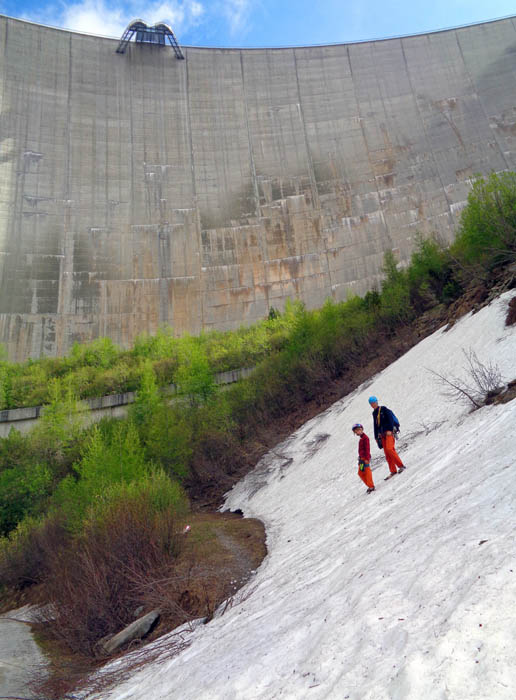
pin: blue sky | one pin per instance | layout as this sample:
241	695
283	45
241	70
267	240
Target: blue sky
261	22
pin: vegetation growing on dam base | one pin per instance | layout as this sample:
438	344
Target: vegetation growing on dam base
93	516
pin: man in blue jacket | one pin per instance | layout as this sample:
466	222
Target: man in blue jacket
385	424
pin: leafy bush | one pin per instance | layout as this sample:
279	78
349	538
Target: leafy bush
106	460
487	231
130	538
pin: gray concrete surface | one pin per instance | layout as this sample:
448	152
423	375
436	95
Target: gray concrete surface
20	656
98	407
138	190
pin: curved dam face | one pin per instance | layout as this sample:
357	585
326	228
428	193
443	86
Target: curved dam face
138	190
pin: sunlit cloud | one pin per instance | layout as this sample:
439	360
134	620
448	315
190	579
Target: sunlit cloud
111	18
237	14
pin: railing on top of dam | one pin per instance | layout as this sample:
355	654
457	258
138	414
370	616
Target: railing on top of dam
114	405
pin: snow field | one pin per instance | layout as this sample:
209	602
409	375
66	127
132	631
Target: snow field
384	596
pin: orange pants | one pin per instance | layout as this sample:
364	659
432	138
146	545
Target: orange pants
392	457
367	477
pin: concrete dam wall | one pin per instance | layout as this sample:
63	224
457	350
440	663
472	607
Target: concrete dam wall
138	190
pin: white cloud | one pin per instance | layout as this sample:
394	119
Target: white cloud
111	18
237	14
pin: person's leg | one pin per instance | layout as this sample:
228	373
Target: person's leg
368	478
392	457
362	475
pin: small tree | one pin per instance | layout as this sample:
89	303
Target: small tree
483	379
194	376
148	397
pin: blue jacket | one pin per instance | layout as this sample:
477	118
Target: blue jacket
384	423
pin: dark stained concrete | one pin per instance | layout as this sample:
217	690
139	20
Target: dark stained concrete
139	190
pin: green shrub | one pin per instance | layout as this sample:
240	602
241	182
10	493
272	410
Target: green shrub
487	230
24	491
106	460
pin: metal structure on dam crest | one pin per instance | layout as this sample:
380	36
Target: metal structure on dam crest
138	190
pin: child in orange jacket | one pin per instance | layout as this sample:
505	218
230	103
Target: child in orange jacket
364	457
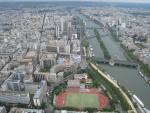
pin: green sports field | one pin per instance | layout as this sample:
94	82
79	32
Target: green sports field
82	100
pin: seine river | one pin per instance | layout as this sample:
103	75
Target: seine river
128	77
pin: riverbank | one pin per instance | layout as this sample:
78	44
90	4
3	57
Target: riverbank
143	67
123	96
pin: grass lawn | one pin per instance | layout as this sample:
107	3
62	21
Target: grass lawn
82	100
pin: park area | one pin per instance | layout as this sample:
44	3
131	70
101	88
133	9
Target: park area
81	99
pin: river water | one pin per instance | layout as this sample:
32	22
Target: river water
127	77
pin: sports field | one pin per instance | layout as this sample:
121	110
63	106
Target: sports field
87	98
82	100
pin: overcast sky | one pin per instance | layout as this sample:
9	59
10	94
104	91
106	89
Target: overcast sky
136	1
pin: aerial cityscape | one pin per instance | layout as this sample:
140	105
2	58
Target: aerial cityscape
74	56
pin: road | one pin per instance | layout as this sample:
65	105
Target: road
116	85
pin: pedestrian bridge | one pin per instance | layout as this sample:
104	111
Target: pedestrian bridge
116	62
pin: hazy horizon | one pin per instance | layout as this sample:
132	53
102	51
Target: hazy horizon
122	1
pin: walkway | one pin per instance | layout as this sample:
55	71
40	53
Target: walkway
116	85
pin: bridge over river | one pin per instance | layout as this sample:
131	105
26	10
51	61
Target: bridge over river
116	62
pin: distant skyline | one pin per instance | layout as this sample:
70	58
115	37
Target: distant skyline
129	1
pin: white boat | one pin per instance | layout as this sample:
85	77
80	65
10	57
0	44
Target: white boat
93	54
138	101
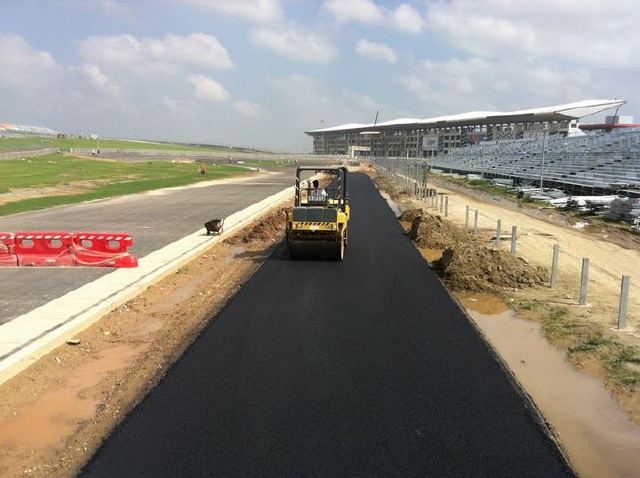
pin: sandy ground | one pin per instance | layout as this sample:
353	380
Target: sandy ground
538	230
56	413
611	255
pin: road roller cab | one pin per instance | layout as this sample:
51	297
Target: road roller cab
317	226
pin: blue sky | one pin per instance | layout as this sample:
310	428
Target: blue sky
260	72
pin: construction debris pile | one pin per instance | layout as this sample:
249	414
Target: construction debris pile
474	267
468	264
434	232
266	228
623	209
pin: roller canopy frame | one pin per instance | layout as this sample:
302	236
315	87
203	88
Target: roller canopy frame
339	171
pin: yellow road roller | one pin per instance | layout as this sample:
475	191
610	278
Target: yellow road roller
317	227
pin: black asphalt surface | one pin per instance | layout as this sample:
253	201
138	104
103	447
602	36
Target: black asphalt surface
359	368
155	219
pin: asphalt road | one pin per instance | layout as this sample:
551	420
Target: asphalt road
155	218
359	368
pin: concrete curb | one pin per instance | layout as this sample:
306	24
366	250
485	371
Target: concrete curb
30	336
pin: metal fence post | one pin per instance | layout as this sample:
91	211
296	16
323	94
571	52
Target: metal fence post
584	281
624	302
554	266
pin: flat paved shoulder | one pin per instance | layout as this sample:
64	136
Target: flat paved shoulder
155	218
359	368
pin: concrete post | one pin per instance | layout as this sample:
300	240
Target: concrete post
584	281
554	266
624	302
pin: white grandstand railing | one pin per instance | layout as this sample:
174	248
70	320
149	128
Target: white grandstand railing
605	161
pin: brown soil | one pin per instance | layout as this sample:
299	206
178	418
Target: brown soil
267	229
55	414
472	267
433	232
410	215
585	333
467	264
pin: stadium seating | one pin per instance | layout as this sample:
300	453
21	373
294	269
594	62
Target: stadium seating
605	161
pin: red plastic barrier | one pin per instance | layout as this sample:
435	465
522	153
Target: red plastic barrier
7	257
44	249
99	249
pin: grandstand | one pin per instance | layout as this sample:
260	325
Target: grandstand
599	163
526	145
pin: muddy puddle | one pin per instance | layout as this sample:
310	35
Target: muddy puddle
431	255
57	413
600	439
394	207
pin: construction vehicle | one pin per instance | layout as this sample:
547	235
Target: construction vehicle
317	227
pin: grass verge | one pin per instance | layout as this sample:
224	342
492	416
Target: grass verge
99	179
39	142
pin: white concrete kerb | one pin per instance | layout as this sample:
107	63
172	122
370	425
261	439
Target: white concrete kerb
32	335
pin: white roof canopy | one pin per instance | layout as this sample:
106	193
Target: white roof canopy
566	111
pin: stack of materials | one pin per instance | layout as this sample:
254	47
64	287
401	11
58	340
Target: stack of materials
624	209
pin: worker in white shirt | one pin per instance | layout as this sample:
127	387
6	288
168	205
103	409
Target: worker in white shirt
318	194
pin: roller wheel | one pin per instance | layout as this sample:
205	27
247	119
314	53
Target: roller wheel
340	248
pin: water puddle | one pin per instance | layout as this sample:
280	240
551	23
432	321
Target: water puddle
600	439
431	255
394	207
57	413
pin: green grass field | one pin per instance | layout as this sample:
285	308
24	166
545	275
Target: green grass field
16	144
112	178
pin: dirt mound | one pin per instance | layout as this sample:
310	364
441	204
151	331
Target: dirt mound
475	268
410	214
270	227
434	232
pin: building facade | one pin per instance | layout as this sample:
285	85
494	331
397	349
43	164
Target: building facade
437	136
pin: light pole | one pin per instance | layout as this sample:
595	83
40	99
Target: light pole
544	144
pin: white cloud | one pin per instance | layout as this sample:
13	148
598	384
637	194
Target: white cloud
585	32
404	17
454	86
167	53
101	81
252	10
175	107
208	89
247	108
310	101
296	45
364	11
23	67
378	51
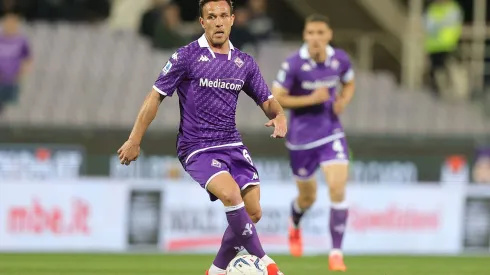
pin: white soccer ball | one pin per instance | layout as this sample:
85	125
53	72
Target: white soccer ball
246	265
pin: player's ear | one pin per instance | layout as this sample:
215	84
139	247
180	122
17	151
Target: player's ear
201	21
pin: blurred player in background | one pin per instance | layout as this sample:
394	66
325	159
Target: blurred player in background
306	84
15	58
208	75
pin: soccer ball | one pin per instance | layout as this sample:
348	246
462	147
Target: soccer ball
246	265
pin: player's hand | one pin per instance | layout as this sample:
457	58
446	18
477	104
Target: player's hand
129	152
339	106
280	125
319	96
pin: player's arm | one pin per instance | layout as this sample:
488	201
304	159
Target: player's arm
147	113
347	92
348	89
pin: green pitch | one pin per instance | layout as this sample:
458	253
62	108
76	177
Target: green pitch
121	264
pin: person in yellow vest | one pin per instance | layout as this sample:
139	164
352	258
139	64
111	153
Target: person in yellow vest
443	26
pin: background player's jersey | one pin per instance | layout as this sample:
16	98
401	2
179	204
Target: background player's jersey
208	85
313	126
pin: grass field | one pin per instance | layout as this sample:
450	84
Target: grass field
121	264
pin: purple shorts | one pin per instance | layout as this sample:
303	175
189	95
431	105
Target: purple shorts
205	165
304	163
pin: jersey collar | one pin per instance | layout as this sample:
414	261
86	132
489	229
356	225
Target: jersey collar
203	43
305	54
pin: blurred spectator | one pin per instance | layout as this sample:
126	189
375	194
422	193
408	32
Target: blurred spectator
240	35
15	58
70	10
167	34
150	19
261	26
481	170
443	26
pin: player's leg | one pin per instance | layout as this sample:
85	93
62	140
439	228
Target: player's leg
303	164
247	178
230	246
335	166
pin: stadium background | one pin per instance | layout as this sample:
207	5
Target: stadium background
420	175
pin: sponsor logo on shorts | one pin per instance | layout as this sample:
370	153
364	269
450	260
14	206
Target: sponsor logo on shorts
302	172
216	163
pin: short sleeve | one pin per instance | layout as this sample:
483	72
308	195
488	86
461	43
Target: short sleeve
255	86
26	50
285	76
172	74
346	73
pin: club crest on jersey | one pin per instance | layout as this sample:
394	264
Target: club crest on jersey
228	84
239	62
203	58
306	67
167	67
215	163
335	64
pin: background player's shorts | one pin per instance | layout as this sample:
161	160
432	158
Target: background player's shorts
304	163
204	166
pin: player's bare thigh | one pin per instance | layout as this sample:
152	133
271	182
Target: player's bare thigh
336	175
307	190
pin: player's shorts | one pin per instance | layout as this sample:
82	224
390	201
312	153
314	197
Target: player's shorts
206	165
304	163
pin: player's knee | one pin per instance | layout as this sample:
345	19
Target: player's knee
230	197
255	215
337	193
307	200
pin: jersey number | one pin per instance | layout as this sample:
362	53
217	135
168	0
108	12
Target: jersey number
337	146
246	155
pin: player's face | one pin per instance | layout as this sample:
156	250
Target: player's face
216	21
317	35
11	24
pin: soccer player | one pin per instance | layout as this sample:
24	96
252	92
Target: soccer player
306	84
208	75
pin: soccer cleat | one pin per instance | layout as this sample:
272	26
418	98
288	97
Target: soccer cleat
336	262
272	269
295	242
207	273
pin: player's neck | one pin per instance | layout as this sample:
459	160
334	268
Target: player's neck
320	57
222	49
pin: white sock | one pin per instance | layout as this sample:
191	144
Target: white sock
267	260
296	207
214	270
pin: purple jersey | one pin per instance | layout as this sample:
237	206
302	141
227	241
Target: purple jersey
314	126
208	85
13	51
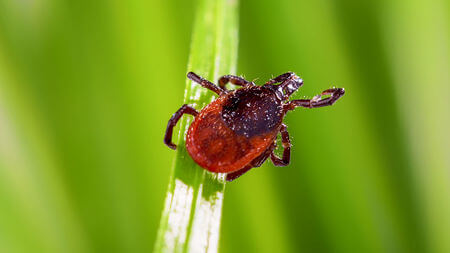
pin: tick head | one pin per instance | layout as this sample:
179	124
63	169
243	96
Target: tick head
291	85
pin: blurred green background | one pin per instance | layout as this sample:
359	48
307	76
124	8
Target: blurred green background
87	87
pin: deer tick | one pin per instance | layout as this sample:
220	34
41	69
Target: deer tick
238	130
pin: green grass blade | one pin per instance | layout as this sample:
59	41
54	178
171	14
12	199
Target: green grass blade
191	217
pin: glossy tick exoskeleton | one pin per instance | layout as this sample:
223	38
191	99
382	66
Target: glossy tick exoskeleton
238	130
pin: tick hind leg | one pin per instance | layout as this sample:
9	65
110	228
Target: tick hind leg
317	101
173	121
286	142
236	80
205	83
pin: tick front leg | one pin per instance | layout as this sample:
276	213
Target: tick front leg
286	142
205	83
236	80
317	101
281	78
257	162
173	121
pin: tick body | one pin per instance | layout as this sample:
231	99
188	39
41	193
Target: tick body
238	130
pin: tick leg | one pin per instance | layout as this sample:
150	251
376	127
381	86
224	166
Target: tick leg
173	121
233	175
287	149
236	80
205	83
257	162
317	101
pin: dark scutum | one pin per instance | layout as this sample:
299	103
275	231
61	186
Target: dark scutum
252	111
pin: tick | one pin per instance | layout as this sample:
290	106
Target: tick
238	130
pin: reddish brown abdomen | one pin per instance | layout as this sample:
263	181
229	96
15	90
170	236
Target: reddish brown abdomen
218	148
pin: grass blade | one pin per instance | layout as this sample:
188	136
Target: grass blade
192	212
======
WORK ITEM: Only an exact copy is needed: the lines from the opening of the listing through the line with "pin: person's leg", both included, minus the pictures.

PROBLEM SOLUTION:
pin: blue sky | one pin per instance | layout as this sample:
241	695
283	45
241	70
267	240
Target: blue sky
261	22
pin: vegetation growing on dam base | one pin per instance | layout as this sample:
438	344
Target: vegetation growing on dam base
93	516
pin: man in blue jacket | one pin per instance | layout as this sample:
466	222
Target: man in blue jacket
385	424
pin: leafy bush | one pin per instance | layout as this sample:
279	78
349	538
Target: leafy bush
106	460
487	231
130	538
pin: gray concrete surface | one pin per instance | layout as this sample:
448	152
423	375
436	95
Target: gray concrete surface
20	656
98	407
138	190
pin: curved dam face | one pin per instance | layout as this sample:
357	585
326	228
428	193
443	86
Target: curved dam face
138	190
pin: sunlit cloud | one pin per instance | layout as this sample:
439	360
134	620
448	315
190	579
Target: sunlit cloud
111	18
237	14
pin: railing on top of dam | one pin per instance | layout as this sample:
355	654
457	258
138	414
370	616
Target: railing on top of dam
114	405
pin: snow field | one pin per instance | layout as this sample:
209	602
409	375
66	127
132	631
Target: snow field
384	596
pin: orange pants | one pin per instance | layout as this sample:
364	659
432	138
146	545
Target: orange pants
392	457
367	477
pin: concrete dam wall | one pin per instance | layout as this sample:
63	224
457	350
440	663
472	607
Target: concrete dam wall
138	190
pin: white cloud | one pin per instance | layout as this sample:
394	119
Target: white cloud
111	18
237	14
pin: person's leg | one pin per instance | layout as this sample:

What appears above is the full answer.